**Work order A:** In the laptop screen thread, how much is Yodaman willing to spend on the repair?
**Work order B:** From the laptop screen thread, quote the part that opens with the words containing "## chandler48 (Jun" and closes with "b NO screen.".
**Work order C:** Extend the laptop screen thread, picking up right after its final line.

**Exercise passage:**
•••

# Lap top screen is slowly going bad



## chandler48 (Jun 5, 2017)

I have replaced the lights along the edge and it lasted a while, but I start scrambling whe something like that happend, and look to replace the laptop. To your benefit, I woild invest in a 500+ Gb back up and dump the computer on it. BSOD's are fightening. As would b NO screen.


----------



## GrayHair (Apr 9, 2015)

Screens do go bad, but usually no all at once; cable between the body and the screen is more likely. You can find videos showing how to disassemble the unit to replace the cable. Judge for yourself. I've done it, but it was years ago.


----------



## Yodaman (Mar 9, 2015)

Not sure its something I would want to tackle, electronics and I don't have the greatest track record. I guess I would be willing to spend up to $150 on it. Much over that, it probably be best to buy new.


----------



## Guap0_ (Dec 2, 2017)

Connect another monitor to it for now.


----------



## Yodaman (Mar 9, 2015)

Guap0_ said:


> Connect another monitor to it for now.



Yes that would be an option for emergency. I do have a cable to connect to a TV as well. This one is working for now. Just have to find the sweet spot position. Not sure for how much longer, it is slowly going.


----------



## Guap0_ (Dec 2, 2017)

Are you sure that it's the screen or could it be the video chip on the mother board? Have you tried VGA mode?


----------



## Yodaman (Mar 9, 2015)

For as much as I know about the inner workings of a PC, it could just as well be interference from the mother ship. But what I do know is when I adjust the position of the screen, the picture gets better or worse. Kind of like years ago when you had to adjust the rabbit ears on the tv to get a better reception.


----------



## Guap0_ (Dec 2, 2017)

From your description, it sounds like the screen but if you want to try VGA mode, shut down, press the power button & immediately tap the F8 button a few times until you see a black screen with some boot options. Choose VGA mode.


----------



## supers05 (May 23, 2015)

https://support.hp.com/za-en/document/c04165794

Cheers!


----------



## carpdad (Oct 11, 2010)

•••

**The data:**
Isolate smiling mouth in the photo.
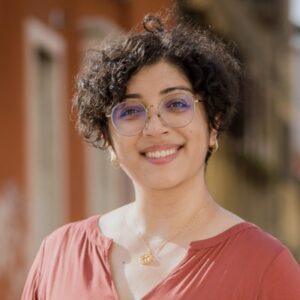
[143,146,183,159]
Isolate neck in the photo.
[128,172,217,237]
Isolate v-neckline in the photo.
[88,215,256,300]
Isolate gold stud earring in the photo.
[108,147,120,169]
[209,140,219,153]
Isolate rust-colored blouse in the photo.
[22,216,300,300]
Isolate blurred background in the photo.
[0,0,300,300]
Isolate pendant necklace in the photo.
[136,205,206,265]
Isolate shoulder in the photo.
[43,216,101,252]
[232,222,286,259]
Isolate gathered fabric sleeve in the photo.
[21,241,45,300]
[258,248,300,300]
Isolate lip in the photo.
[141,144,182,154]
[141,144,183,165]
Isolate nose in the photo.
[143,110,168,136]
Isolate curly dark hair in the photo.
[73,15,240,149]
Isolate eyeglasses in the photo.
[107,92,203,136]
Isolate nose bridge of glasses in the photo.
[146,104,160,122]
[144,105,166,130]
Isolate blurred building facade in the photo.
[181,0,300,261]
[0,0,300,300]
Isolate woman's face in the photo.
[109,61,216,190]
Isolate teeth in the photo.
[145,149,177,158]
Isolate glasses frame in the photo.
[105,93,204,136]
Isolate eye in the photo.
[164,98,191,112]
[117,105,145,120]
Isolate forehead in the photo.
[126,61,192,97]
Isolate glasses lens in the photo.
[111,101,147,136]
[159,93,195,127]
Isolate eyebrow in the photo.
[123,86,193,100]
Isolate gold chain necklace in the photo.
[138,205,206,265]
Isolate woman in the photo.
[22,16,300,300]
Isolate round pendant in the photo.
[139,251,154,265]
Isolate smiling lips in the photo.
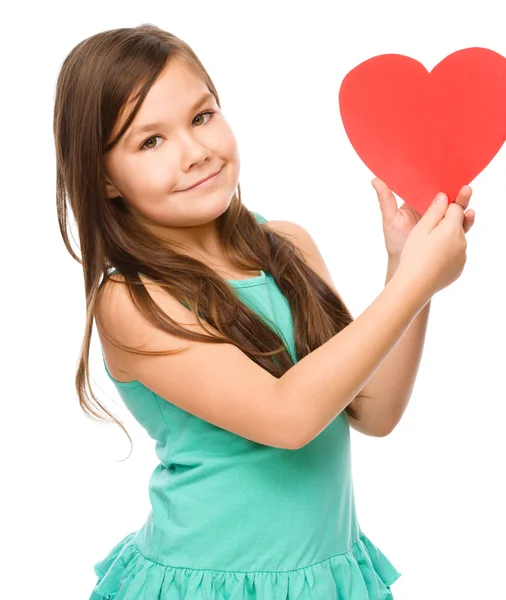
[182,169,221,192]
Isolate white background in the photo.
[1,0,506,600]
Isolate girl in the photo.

•••

**Answer A:** Up to $150.

**Answer B:**
## chandler48 (Jun 5, 2017)

I have replaced the lights along the edge and it lasted a while, but I start scrambling whe something like that happend, and look to replace the laptop. To your benefit, I woild invest in a 500+ Gb back up and dump the computer on it. BSOD's are fightening. As would b NO screen.

**Answer C:**
Partspeople.com has very good videos on laptop repairs. Dell Inspiron screen change was easy enough, though Precision looks like there are more tiny cables. I need to replace the power jack on that. There are several warnings about static electricity and I have bought a grounding wrist strap in the past, but not using the strap didn't burn out the electronics since then. Above website also sells used parts which I trust more than the ebay stuff, but ebay is lots cheaper. Laptop only 4 yrs old should not be a scap. Don't buy into the tech replace hype. 

The tiny cable connections don't have any click feel. I bought a bag of one oz cups to separate the tiny screws and label the cups. Keep the cups stable in a container or something where knocking them over is impossible.:smile: Even if a wifi card has only 2 screws, example, separate and labeled. Don't tug on any cable or parts, some parts have screws on top and from the bottom, and turning the screws stop at when you feel the first resistance.
One time, I was tired, not much sleep and seeing double. Avoid these times.:smile:


----------



## supers05 (May 23, 2015)

carpdad said:


> ...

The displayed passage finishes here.